▶ _Quoted passage_
Third Avenue International Value Reopens
If your New Year's plans include an overhaul of your portfolio, the reopening December 20 of Third Avenue International Value fund presents an opportunity to add an unusual fund that invests in foreign stocks that most of its peers have likely overlooked.
But, says manager Amit Wadhwaney, you'll need to be patient and trust in his approach of buying only stocks that are "safe and cheap." He recommends investing in his fund (symbol TAVIX)only if you can wait at least three to five years before cashing out.
In truth, the safe and cheap approach to stockpicking isn't Wadhwaney's brainchild, but rather that of legendary value investor Marty Whitman, founder of the Third Avenue funds and still manager of Third Avenue Value.
Wadhwaney, who has managed International Value since its inception in December 2001, merely applies Whitman's philosophy to a foreign-stock fund. The fund, formerly a member of the Kiplinger 25, had been closed since July 2005.

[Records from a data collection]
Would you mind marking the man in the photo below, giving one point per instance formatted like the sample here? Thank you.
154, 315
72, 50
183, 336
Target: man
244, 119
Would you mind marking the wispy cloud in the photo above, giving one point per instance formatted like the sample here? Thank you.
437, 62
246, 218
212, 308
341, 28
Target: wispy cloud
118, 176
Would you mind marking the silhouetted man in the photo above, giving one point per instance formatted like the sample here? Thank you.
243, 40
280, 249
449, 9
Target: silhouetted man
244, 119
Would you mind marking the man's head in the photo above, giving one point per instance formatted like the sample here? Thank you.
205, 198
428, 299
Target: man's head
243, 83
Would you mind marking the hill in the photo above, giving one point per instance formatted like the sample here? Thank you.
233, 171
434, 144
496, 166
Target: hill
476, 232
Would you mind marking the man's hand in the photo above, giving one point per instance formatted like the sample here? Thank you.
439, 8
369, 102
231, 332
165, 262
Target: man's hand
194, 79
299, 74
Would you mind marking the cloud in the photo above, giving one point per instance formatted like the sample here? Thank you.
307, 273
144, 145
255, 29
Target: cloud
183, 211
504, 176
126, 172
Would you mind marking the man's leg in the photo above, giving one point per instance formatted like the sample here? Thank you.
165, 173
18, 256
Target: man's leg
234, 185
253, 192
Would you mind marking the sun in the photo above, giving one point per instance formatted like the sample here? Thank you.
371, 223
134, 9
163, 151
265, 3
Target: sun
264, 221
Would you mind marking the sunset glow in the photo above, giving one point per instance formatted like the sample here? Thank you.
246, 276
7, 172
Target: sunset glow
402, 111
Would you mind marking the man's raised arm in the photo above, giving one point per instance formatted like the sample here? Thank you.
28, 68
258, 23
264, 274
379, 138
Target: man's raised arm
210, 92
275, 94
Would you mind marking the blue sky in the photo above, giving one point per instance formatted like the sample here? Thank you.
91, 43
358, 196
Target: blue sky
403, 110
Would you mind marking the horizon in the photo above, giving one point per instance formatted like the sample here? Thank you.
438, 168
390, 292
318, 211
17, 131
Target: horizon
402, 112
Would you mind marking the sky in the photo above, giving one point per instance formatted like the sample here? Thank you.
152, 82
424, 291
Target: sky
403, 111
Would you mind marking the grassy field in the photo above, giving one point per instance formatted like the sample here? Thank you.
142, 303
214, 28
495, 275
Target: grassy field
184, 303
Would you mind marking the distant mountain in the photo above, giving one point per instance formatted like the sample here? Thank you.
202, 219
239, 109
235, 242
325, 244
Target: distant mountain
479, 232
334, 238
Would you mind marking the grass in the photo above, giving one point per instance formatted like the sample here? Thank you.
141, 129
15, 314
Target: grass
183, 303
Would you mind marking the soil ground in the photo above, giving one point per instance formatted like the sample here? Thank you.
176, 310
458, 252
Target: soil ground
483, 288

▶ _Things to do_
1) Rewrite the paragraph of the fund article that begins "But, says manager Amit Wadhwaney" in shorter form, keeping its main facts.
2) Restate word for word the portion of the fund article starting with "Wadhwaney, who has" and going on through "since July 2005.".
3) Supply the next part of the article about the Third Avenue International Value fund, picking up after its final sentence.
This listing has no connection to the fund article.

▶ _Numbered responses_
1) Manager Amit Wadhwaney says investors need patience and trust in his approach of buying only "safe and cheap" stocks. He recommends investing in the fund (symbol TAVIX) only if you can wait at least three to five years before cashing out.

2)
Wadhwaney, who has managed International Value since its inception in December 2001, merely applies Whitman's philosophy to a foreign-stock fund. The fund, formerly a member of the Kiplinger 25, had been closed since July 2005.

3)
Wadhwaney looks for solid companies trading at hefty discounts to the value of their underlying assets. He relies on balance-sheet analysis, as opposed to focusing on income statements, to determine value. "We tend to buy things that are widely out of favor and the payoffs we focus on tend to be long term in nature," says Wadhwaney.
While the fund mostly holds stocks of small and midsize companies, Wadhwaney calls himself "capitalization agnostic." During the years the fund was shut, he loaded up on shares of Capital Securities and President Securities, both based in Taiwan.
Wadhwaney says domestic politics and tensions with China have dampened enthusiasm among foreigners for Taiwanese stocks but that the problems are overstated. He says the island nation has a welcoming investment environment and an entrepreneurial culture that have spawned and nurtured strong financial and technology companies.
Political risk is not a problem for Polish broadband provider Netia, another Wadhwaney holding. But financial risk is because the company had been in bankruptcy. But, Wadhwaney says, the company has a reliable fiber-optic network and it has grown briskly to become the second largest provider of broadband services in Poland.
As Wadhwaney added these and other stocks from South Korea, Japan, Canada and Norway, the fund's cash position, nearly 51% when it closed in July 2005, dwindled to 10%. The decline in cash and an abundance of bargains prompted Third Avenue to reopen the fund.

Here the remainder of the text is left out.